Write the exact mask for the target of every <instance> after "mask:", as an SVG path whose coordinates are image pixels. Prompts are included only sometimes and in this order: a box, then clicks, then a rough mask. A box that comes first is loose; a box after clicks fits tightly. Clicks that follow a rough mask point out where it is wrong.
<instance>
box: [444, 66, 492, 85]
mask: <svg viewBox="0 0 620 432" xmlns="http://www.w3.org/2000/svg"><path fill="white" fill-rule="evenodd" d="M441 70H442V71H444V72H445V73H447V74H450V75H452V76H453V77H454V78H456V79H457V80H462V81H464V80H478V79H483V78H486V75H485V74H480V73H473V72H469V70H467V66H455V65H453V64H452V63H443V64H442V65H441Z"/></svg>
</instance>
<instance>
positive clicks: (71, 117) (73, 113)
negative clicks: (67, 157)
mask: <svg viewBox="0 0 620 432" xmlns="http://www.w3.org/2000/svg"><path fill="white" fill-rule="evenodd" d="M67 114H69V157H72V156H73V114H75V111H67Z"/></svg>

········

* _Aim of the exercise_
Return, in full, every line of these entries that holds "instance".

* _Solution for this problem_
Write the exact mask for the target of every <instance> after "mask:", as an SVG path whose coordinates are image pixels. Prompts are included only sometimes and in this order: a box, then clicks, then a rough mask. A box that comes first is loose; a box after clicks fits tightly. Clicks that follow a rough mask point out where it is wrong.
<instance>
</instance>
<instance>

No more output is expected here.